→ SELECTED TEXT:
>> Begin

Sunday, November 23, 2014

Sunday Morning Comin' Down



The Todding Point:  That moment when the number of consequential issues a network refuses to discuss exceeds the trivial crap it obsesses over.



Squeezed between commercials for Exxon and boner pills, Shuck Todd put out the network's best throw pillows and beanbag chairs so as to "kick it" ( as the young people say) with a couple of those crazy kids from the industry that wants to pimp the filthiest fuel on the plant through the most fertile farmland on the continent so that it can be refined in the Horrible Science Shocking Slime Kit that was once the state of Louisiana and shipped to China because Jobs ya Commie!  (transcript pending)

Unfortunately, Mr. Todd forgot to invite any environmentalists to his "rap session" (as the young people call it.)

Police suspect commerce was involved.

Speaking of police, Shuck Todd thought it would also be great fun to interrupt Rudy Ghouliani's post-Republican Great White Hope career as undead infomercial pitchman (Noun + Verb + 9/11 + Buy My Crap) 


and invite him over to Luke Russert's Parent's Basement to talk about The Blacks.

Hilarity of a terrible kind ensued:
...
“Mayor Giuliani speaks about what's, you know, unconscionable and what should be indicted. What should be indicted is the criminal justice system that continues to impose undue burdens on African American, Latino, and other poor people,” Dyson explained.

Giuliani disagreed, saying people aren’t focused on the reason behind the heavy police presence seen in black communities. “We are talking about the significant exception, 93% of blacks are killed by other blacks,” Giuliani argued.

Dyson called that a false equivalency, saying police officers are agents of the state sworn to uphold the law. “Black people who kill black people go to jail. White people who are policemen who kill black people do not go to jail,” Dyson responded. “If a jury can indict a ham sandwich, why is it taking so long?”

Giuliani continued to argue that the problem is rooted in the black community. “What about the poor black child that is killed by another black child? Why aren't you protesting that,” Giuliani asked Dyson.

>> End

→ TASKS TO CARRY OUT:
(a) Quote the blog post word for word, beginning at the words "Speaking of police, Shuck" and stopping after "about The Blacks.".
(b) According to the blog post, whom did Mr. Todd forget to invite to his "rap session"?
The listing after this point comes from a separate source.

→ LISTED ENTRIES:
>> Begin

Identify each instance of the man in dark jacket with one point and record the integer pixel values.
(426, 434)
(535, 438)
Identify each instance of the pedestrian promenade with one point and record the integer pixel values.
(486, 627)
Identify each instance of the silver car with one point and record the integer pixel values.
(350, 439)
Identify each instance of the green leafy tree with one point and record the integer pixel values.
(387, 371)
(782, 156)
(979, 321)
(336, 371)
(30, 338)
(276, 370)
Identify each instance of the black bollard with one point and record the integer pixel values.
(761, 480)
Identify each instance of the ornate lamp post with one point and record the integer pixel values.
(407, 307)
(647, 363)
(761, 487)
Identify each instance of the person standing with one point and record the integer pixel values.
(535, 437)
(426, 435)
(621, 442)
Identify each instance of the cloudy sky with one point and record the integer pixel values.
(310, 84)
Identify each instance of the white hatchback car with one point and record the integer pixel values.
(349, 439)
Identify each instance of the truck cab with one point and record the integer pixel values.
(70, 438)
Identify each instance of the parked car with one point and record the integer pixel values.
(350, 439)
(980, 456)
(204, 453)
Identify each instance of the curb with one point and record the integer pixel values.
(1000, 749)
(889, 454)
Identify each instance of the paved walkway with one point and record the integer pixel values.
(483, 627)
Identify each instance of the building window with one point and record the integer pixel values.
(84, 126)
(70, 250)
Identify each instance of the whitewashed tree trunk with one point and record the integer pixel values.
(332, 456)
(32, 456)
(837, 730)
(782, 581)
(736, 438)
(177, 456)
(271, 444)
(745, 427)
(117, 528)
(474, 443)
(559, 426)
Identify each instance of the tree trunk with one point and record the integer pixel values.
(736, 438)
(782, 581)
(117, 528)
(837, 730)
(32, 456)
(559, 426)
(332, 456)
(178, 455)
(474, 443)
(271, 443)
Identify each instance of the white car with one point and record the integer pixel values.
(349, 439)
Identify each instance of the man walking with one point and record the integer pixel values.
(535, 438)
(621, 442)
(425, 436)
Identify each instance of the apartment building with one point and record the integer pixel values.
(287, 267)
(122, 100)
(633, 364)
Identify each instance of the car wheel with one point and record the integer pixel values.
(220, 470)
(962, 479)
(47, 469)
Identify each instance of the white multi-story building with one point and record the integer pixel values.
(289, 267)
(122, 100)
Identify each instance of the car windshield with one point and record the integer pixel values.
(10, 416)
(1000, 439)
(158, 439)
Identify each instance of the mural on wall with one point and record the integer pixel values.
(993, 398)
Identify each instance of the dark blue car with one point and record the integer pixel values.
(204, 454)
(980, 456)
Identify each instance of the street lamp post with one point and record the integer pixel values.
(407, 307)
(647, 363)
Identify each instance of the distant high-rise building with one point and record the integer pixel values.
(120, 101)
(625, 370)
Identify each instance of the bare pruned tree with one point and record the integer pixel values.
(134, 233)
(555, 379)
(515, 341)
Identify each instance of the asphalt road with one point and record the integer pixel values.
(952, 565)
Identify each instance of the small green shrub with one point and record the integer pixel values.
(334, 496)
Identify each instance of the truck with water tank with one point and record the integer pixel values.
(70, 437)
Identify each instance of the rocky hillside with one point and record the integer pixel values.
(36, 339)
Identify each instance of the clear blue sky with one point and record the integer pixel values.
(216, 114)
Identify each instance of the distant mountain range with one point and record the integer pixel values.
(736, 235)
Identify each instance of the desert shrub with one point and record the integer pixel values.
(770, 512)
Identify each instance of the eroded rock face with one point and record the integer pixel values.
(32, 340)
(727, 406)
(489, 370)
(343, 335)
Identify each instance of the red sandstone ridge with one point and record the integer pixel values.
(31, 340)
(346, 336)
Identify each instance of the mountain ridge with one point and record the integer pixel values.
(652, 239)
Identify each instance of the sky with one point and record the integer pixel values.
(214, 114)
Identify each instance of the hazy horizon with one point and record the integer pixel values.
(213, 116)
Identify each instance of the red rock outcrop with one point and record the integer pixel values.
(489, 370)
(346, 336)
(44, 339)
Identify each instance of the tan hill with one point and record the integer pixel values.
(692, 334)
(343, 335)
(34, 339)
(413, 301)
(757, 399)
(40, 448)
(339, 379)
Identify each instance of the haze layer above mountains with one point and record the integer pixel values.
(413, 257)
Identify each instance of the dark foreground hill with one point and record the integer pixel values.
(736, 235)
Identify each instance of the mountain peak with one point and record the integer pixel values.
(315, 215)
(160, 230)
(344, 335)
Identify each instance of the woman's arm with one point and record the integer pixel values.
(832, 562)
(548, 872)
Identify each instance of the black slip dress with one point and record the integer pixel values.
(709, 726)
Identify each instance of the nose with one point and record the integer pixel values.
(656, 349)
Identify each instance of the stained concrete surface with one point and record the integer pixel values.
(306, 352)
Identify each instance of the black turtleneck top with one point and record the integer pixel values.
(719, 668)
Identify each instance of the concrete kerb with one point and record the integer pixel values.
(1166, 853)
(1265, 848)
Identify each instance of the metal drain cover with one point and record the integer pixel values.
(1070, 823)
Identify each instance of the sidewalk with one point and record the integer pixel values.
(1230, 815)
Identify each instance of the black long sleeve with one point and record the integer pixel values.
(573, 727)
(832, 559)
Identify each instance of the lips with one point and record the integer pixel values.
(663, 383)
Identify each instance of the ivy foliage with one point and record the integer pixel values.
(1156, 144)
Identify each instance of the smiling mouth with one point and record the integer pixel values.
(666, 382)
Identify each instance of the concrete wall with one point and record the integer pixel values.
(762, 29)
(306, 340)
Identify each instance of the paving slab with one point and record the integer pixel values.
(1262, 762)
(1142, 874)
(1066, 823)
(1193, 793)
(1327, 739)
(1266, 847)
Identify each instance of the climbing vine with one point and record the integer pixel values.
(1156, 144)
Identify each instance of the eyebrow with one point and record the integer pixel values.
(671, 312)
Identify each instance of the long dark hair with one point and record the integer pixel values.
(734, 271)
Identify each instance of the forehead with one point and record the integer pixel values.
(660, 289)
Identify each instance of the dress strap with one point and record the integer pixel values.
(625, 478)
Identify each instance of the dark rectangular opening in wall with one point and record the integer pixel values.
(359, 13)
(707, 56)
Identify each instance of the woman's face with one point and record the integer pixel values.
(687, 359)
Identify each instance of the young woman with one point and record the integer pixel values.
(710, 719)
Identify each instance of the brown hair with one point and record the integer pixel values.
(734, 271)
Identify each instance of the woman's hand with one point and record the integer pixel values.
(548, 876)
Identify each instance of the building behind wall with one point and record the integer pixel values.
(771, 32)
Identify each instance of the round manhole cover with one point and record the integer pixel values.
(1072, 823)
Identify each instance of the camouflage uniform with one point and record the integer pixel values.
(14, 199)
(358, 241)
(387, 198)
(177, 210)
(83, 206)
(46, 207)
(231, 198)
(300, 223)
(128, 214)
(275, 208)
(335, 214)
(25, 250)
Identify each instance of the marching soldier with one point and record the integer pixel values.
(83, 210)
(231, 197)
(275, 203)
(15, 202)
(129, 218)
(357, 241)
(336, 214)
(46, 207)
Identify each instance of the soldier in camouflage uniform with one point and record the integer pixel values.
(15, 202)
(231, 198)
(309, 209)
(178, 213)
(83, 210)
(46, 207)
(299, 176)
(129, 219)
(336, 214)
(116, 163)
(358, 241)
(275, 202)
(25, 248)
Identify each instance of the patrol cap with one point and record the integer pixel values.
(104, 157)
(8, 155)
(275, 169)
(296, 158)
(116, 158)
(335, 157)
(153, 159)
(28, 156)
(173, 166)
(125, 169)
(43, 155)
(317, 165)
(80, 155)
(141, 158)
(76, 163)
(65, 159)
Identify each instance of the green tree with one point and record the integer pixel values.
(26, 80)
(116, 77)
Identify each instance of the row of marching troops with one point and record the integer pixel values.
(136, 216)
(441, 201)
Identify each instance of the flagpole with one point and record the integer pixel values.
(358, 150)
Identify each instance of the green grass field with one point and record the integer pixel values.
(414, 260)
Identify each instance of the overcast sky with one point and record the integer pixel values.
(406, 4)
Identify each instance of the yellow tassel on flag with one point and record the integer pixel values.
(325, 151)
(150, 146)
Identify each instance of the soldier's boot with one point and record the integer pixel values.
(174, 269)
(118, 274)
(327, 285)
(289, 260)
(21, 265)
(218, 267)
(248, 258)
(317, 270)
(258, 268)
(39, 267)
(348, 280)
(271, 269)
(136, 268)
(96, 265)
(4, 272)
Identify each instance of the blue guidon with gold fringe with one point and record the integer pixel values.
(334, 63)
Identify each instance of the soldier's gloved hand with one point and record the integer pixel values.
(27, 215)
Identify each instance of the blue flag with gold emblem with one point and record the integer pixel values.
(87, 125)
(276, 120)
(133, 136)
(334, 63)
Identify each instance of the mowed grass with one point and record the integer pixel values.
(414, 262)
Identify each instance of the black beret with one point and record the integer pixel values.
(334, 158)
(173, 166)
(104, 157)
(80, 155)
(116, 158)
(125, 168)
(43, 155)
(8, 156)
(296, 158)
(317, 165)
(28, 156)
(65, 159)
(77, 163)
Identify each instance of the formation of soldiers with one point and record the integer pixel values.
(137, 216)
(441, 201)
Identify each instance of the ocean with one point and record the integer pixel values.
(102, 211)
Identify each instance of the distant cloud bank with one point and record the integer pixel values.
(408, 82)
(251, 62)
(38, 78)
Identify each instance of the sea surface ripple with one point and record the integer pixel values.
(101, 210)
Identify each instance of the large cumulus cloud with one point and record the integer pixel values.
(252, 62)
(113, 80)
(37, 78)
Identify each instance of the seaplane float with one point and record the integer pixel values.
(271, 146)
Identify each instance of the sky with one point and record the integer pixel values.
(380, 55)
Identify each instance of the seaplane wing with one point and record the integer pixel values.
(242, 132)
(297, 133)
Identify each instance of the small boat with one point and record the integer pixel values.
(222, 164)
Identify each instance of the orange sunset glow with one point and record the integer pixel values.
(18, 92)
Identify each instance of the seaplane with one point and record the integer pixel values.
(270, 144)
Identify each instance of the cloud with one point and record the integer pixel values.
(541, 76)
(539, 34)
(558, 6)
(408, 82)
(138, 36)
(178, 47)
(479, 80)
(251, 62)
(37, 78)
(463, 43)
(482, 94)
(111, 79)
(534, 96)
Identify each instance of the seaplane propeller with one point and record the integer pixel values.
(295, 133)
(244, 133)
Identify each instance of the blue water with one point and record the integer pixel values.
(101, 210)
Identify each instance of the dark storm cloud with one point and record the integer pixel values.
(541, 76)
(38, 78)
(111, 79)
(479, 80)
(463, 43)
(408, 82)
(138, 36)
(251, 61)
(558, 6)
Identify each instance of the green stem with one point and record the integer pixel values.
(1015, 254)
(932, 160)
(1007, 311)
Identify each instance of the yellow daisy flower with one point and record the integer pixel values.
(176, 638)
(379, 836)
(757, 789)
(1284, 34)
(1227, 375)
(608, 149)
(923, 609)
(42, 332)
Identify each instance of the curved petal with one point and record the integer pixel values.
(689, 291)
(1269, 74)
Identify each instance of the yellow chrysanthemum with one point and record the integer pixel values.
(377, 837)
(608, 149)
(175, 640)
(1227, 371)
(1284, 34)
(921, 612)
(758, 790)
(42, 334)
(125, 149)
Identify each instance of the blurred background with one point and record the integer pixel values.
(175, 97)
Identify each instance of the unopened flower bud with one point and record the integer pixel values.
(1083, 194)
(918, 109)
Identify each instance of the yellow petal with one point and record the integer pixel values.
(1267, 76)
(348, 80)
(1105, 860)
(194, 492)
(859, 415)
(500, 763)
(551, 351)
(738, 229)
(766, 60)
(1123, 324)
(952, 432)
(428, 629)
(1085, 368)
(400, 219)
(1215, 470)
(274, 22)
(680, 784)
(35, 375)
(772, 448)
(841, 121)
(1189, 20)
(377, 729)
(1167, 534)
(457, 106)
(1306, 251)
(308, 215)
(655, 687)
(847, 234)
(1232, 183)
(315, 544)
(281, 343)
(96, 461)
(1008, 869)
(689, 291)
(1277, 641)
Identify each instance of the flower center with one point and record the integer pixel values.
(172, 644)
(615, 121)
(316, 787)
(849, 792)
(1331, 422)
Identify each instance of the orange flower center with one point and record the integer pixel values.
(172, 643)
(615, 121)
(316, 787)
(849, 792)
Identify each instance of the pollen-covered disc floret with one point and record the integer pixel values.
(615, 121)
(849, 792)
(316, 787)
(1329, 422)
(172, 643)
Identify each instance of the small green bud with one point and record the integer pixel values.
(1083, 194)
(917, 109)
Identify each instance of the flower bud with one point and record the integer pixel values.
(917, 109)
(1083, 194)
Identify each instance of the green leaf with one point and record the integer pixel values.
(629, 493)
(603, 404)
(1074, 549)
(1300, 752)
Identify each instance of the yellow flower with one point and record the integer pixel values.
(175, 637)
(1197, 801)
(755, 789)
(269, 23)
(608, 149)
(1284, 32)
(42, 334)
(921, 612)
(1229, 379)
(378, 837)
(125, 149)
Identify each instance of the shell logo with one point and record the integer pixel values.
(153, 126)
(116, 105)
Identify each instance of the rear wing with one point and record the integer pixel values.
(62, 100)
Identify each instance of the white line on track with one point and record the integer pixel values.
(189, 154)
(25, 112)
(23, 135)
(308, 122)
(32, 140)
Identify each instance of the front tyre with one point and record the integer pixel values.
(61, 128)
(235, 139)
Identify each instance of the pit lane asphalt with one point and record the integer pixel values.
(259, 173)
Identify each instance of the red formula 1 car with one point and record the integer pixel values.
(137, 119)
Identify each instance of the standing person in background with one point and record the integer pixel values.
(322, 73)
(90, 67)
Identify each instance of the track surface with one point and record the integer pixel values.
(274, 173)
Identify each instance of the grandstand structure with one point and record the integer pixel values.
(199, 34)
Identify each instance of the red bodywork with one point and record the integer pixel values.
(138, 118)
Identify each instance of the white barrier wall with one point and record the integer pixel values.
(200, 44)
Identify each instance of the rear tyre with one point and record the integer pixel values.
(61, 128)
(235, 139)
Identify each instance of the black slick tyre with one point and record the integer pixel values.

>> End

→ ANSWERS PER TASK:
(a)
Speaking of police, Shuck Todd thought it would also be great fun to interrupt Rudy Ghouliani's post-Republican Great White Hope career as undead infomercial pitchman (Noun + Verb + 9/11 + Buy My Crap) 


and invite him over to Luke Russert's Parent's Basement to talk about The Blacks.

(b) Any environmentalists.